● Assigned task: Repeat exactly the lines from the line containing "Point to the motor" through the last line of the records below, inclusive, and nothing else.

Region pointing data
.....

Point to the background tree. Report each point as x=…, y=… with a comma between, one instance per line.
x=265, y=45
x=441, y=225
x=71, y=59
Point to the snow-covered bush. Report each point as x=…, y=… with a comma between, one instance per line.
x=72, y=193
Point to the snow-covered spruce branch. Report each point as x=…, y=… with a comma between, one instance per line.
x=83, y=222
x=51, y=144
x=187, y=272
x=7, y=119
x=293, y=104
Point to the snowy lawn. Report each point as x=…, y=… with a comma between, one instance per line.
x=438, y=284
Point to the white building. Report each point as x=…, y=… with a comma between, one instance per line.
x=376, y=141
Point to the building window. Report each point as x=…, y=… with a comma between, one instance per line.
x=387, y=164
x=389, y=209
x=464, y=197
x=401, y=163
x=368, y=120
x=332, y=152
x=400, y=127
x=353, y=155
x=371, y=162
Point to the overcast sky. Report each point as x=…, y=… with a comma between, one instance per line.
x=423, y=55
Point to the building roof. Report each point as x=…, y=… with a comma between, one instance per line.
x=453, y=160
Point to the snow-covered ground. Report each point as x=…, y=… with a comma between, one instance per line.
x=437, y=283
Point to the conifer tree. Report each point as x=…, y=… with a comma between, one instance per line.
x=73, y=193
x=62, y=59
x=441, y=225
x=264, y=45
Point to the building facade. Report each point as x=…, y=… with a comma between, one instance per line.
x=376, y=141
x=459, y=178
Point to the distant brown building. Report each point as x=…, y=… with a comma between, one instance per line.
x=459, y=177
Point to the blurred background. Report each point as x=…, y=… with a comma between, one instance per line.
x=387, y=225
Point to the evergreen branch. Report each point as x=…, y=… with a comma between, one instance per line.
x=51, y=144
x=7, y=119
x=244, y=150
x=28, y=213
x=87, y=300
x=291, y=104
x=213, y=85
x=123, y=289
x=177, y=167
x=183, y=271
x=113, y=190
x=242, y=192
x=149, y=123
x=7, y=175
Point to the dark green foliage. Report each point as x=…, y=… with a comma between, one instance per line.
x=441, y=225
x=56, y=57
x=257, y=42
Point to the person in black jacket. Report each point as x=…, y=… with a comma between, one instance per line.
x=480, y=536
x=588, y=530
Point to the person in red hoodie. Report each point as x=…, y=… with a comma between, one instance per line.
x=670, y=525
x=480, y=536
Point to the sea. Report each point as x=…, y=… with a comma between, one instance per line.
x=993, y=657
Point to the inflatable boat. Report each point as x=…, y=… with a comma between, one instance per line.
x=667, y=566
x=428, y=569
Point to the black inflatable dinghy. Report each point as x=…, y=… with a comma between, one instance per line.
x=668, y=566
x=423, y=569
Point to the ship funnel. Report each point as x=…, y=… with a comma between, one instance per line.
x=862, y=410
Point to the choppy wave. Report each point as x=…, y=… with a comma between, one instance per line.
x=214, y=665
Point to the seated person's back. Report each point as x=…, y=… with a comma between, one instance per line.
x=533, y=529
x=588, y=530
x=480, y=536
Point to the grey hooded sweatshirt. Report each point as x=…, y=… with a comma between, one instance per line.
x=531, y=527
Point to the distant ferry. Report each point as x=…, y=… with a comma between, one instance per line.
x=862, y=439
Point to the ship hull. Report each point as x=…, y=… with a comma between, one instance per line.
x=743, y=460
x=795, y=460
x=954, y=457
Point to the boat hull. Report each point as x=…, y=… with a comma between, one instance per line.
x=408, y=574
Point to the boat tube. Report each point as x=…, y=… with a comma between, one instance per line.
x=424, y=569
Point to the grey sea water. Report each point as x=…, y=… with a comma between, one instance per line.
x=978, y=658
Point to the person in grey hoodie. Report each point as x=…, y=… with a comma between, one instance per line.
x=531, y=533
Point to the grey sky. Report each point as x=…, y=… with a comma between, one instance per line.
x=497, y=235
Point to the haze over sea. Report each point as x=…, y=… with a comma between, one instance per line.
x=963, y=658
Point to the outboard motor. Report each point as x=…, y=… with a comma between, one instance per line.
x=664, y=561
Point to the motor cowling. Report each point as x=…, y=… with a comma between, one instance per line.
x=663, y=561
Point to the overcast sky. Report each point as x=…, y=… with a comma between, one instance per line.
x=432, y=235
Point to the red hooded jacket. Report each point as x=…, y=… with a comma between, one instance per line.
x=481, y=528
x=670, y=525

.....

● Result for this exercise:
Point to the motor cowling. Report each point as x=…, y=… with a comma between, one instance per line.
x=663, y=561
Point to the overcast sky. Report each point as x=…, y=… with a comma between, one instance per line.
x=432, y=235
Point to the red hooded jacket. Report each point as x=…, y=… with a comma between, one instance per line.
x=481, y=528
x=670, y=525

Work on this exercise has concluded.